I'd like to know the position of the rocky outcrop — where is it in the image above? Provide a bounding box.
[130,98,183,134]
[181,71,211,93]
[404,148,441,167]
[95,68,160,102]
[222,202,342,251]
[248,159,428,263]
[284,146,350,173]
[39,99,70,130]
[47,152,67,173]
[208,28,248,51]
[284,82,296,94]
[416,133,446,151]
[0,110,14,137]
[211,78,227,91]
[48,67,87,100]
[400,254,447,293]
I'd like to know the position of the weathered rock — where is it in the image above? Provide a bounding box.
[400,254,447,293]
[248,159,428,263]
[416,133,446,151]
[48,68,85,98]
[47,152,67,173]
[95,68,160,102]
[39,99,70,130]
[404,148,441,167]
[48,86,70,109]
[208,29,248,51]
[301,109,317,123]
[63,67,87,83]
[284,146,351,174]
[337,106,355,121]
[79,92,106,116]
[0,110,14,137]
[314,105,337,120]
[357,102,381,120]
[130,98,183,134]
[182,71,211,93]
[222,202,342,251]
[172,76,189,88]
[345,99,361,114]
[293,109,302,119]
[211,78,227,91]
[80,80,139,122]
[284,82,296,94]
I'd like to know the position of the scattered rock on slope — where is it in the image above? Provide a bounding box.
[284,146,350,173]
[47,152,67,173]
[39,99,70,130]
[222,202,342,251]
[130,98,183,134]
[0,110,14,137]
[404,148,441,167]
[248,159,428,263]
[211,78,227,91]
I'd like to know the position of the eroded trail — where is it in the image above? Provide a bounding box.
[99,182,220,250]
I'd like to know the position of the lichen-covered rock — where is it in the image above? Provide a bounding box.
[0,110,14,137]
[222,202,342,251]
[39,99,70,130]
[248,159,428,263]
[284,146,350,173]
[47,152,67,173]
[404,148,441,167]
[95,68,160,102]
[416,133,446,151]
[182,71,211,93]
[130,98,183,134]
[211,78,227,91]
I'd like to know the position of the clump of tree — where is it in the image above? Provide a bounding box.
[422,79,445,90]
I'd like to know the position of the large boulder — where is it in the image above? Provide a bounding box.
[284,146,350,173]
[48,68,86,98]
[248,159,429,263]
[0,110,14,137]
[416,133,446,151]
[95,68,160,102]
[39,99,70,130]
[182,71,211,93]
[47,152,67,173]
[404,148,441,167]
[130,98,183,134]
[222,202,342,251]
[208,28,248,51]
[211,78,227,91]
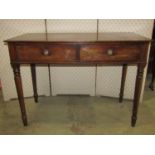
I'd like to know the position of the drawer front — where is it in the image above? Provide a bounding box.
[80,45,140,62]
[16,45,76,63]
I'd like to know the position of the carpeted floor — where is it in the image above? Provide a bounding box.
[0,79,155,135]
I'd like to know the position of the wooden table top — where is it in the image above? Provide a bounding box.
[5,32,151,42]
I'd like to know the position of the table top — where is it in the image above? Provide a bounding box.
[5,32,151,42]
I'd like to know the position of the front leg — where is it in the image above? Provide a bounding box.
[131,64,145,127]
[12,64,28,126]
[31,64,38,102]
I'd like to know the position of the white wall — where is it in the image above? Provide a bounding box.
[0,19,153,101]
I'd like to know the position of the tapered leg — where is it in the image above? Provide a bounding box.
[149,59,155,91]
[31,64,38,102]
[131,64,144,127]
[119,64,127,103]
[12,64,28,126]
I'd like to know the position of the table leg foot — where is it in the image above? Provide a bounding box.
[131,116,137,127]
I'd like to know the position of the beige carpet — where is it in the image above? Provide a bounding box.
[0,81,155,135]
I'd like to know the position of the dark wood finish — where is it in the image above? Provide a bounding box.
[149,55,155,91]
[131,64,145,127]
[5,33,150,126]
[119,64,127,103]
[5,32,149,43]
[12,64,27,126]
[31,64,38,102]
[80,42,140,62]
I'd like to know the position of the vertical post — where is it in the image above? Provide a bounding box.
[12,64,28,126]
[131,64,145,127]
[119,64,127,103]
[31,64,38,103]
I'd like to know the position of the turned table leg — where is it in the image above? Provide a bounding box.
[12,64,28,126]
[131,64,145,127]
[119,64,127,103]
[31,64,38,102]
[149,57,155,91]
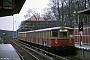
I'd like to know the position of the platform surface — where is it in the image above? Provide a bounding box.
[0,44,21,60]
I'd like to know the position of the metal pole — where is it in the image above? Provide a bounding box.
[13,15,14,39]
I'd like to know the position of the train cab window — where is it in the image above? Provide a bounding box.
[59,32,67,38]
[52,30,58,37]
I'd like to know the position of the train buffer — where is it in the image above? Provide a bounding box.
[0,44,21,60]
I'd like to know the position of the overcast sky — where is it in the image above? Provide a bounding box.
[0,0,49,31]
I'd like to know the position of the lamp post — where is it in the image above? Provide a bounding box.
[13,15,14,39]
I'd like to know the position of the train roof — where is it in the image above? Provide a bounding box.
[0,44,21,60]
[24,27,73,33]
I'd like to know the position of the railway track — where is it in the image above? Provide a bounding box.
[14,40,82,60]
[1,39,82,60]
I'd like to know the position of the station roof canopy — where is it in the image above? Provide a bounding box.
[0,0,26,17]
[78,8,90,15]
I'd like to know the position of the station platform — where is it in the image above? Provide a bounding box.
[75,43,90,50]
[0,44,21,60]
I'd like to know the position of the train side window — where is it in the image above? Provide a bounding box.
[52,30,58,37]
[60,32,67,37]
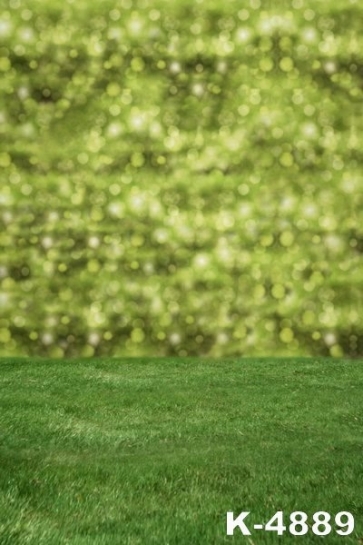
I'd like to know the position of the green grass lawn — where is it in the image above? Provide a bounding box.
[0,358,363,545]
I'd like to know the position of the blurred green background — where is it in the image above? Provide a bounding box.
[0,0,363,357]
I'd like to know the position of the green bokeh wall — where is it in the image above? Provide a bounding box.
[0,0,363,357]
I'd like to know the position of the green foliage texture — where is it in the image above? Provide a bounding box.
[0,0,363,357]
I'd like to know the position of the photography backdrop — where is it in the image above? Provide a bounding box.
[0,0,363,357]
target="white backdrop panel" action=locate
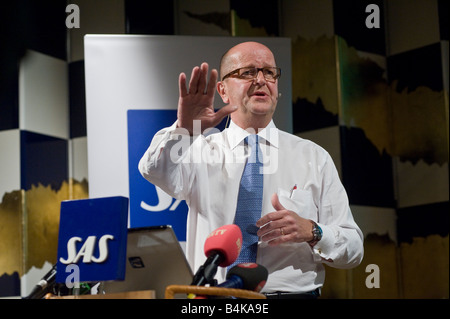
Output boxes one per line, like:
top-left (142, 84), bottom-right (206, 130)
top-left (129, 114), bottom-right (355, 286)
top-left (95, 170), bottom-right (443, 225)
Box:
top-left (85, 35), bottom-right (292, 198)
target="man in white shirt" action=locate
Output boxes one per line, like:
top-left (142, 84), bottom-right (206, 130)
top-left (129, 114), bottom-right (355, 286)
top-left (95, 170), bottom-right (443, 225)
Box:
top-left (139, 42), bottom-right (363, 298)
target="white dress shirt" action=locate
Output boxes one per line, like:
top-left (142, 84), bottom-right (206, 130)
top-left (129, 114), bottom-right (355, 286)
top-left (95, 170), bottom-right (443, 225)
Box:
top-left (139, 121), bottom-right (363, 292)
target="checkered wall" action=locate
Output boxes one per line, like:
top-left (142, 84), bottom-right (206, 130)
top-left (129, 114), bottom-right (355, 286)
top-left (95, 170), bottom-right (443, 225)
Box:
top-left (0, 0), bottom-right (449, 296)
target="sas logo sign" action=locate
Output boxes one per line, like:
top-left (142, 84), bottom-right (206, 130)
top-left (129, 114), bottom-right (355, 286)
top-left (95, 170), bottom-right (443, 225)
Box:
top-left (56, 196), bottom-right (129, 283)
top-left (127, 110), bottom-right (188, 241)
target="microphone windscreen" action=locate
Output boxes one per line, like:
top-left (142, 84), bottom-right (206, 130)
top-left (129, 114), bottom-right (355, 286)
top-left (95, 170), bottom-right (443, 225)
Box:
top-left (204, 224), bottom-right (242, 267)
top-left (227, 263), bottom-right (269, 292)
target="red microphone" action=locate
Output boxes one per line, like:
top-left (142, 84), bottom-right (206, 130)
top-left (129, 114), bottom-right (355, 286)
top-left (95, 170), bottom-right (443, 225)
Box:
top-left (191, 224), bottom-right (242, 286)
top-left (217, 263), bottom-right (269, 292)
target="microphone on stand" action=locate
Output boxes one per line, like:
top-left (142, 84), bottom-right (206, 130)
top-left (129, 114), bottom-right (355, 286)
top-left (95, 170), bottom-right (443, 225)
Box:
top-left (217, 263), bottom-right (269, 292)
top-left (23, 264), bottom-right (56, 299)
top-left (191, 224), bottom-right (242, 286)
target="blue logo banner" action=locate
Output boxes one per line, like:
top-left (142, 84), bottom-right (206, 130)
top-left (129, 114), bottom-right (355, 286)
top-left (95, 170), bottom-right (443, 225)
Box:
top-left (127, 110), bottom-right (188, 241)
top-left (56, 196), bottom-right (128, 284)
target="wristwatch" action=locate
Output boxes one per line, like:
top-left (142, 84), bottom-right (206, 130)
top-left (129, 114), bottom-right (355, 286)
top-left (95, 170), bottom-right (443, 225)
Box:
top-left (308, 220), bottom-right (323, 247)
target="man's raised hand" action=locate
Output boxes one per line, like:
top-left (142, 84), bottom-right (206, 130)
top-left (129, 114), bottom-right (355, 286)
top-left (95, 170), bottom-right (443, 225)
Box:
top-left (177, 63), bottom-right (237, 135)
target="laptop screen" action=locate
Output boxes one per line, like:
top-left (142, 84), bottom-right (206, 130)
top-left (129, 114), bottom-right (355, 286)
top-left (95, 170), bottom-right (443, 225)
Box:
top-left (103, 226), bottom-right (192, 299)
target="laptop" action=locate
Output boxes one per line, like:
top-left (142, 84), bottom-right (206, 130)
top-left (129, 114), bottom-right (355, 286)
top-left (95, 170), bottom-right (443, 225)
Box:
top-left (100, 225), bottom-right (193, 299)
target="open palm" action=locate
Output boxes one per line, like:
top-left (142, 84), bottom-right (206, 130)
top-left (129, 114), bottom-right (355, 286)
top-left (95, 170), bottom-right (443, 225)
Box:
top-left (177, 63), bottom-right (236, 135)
##############################
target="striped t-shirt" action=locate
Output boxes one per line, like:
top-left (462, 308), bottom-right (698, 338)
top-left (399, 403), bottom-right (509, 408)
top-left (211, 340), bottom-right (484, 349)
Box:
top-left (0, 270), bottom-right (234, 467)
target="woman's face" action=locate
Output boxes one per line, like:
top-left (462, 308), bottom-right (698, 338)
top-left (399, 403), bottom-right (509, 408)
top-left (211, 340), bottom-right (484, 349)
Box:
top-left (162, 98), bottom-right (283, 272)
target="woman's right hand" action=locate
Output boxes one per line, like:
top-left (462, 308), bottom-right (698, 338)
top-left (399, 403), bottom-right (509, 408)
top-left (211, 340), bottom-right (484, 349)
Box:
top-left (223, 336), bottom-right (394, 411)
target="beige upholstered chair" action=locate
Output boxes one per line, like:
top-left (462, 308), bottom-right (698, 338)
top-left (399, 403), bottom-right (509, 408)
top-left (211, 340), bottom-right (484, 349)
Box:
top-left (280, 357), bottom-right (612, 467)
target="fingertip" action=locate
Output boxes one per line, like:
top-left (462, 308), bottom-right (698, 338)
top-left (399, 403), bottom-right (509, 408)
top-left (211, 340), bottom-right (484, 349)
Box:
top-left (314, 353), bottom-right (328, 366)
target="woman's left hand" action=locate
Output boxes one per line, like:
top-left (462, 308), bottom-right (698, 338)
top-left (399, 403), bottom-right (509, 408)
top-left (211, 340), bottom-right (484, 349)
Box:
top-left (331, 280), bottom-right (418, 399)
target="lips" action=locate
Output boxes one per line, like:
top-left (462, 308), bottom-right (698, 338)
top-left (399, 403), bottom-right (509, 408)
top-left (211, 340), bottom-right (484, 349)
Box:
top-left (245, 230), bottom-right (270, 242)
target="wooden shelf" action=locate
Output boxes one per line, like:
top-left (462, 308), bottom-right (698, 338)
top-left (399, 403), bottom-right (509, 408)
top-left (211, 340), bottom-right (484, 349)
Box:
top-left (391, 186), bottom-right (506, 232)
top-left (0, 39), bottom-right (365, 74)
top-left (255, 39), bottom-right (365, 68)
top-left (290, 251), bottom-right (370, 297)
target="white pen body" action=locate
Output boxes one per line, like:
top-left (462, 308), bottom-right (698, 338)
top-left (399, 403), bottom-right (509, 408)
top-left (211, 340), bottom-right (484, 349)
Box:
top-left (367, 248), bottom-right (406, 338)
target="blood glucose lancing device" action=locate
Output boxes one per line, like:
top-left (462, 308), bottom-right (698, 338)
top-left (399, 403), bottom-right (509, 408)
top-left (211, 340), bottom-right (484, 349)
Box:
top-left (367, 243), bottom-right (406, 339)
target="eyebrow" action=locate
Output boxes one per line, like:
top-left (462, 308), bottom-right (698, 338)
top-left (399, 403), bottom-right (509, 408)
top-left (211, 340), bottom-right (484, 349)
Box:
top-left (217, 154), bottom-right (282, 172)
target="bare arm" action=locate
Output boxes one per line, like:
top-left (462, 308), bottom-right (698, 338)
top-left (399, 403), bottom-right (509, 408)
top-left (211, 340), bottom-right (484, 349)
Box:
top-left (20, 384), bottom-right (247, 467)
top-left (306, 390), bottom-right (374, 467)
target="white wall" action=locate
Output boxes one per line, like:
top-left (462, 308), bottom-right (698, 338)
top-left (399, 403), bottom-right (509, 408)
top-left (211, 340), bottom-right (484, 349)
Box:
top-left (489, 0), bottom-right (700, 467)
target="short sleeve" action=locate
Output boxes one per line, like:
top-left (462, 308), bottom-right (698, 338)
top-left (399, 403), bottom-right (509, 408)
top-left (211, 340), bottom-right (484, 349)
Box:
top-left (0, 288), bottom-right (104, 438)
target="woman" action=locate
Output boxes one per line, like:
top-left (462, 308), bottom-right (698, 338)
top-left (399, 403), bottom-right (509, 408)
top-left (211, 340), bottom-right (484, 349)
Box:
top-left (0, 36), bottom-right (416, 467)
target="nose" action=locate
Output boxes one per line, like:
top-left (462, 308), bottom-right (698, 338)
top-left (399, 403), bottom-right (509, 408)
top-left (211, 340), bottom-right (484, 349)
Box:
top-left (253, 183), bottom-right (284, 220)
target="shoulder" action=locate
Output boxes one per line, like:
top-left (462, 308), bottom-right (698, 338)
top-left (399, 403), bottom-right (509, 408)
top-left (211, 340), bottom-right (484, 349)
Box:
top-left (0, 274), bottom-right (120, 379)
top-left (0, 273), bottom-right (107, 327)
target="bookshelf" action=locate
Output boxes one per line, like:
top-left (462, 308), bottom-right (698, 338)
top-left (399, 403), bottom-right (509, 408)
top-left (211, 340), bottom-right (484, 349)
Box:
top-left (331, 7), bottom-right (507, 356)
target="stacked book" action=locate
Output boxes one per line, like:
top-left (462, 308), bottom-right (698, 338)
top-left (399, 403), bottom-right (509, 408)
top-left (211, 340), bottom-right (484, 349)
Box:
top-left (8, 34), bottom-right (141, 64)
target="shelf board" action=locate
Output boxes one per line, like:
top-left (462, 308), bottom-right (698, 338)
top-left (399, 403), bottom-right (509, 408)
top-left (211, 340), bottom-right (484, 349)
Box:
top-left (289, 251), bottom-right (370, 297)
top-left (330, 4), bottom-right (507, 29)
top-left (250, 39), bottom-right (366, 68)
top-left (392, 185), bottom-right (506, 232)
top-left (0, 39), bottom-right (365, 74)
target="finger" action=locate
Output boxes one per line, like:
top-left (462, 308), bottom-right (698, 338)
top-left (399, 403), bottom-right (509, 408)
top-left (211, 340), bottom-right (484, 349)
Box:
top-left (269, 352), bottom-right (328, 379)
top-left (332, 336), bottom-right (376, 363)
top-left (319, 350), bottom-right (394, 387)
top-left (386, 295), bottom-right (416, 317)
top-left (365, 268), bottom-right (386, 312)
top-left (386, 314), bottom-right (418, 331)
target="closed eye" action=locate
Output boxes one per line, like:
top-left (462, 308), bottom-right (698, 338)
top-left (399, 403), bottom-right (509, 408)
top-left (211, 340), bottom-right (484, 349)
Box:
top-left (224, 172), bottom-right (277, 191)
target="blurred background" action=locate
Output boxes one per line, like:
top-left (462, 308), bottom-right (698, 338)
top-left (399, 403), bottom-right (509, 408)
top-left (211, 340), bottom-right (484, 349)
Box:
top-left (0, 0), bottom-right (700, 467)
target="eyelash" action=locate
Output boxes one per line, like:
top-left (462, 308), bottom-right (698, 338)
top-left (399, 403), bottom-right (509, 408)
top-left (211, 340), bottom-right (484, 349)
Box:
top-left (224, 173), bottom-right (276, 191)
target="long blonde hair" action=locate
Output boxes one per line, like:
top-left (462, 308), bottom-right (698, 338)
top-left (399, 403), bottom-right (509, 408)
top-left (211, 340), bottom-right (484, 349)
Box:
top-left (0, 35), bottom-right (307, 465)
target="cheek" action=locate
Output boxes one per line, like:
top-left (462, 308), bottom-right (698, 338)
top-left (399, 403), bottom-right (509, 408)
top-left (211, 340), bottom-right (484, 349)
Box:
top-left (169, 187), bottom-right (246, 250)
##############################
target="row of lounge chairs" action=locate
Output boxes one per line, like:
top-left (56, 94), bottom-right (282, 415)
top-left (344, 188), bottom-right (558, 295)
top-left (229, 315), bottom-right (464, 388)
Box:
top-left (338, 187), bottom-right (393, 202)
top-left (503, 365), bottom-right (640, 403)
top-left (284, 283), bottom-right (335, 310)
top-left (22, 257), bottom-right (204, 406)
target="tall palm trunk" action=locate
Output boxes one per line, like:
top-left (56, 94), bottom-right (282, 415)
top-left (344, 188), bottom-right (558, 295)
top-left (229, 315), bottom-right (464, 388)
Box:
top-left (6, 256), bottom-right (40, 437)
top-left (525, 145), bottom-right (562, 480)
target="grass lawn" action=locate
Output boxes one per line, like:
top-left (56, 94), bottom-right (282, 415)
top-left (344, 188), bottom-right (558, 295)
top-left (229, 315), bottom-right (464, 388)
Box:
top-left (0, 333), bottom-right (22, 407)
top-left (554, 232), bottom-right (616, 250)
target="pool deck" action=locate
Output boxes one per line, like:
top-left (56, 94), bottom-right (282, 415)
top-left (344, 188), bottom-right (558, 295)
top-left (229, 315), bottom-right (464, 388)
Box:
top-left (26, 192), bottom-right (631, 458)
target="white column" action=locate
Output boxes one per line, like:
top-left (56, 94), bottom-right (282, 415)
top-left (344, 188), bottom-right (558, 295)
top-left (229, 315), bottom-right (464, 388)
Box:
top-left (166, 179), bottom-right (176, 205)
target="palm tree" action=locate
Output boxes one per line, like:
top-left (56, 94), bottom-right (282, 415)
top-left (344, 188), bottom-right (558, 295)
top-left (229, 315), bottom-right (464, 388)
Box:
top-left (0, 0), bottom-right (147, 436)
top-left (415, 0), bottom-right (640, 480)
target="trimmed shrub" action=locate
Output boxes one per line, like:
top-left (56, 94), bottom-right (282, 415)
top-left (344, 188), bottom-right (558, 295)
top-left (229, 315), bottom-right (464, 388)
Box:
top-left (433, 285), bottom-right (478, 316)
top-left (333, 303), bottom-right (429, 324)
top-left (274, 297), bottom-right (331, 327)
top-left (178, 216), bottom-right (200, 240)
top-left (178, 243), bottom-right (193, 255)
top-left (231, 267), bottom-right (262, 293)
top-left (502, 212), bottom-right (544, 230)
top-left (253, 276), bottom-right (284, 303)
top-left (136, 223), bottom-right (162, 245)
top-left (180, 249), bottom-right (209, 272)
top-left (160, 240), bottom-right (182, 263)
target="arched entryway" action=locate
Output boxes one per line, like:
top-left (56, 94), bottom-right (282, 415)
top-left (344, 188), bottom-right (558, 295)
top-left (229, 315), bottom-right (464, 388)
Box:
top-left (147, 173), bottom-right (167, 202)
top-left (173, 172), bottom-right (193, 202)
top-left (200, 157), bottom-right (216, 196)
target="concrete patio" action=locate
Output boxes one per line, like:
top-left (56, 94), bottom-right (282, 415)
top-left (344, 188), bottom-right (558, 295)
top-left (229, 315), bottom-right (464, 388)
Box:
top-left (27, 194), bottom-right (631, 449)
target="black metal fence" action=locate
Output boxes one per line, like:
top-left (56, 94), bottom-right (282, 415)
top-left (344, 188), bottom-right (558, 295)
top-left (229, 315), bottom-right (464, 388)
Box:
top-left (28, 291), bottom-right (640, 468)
##############################
Copy out the listing above without any change, from the line with "I'd like to know the position of the rocky" to the line with "[99,182,220,250]", including both of those lines.

I'd like to know the position of the rocky outcrop — where is it in the image above? Provide a bounding box.
[130,98,183,134]
[181,71,211,93]
[404,148,441,167]
[95,68,160,102]
[222,202,342,251]
[248,159,428,263]
[284,146,350,173]
[39,99,70,130]
[47,152,67,173]
[208,28,248,51]
[284,82,296,94]
[416,133,446,151]
[0,110,14,137]
[211,78,227,91]
[48,67,87,100]
[400,254,447,293]
I'd like to know the position of the weathered rock — where is it in the image above? Provide a bounding box.
[400,254,447,293]
[248,159,428,263]
[416,133,446,151]
[48,68,85,98]
[47,152,67,173]
[95,68,160,102]
[39,99,70,130]
[404,148,441,167]
[48,86,70,109]
[208,29,248,51]
[301,109,317,123]
[63,67,87,83]
[284,146,351,174]
[337,106,355,121]
[79,92,106,116]
[0,110,14,137]
[314,105,337,120]
[357,102,381,120]
[130,98,183,134]
[182,71,211,93]
[222,202,342,251]
[172,76,189,88]
[345,99,361,114]
[293,109,302,119]
[211,78,227,91]
[80,80,139,122]
[284,82,296,94]
I'd like to know the position of the scattered rock on slope — where is it in the image above? Provide a bounding box.
[284,146,350,173]
[47,152,67,173]
[39,99,70,130]
[222,202,342,251]
[130,98,183,134]
[0,110,14,137]
[404,148,441,167]
[248,159,428,263]
[211,78,227,91]
I'd like to know the position of the eroded trail — where is it in the image above? Provide a bounding box.
[99,182,220,250]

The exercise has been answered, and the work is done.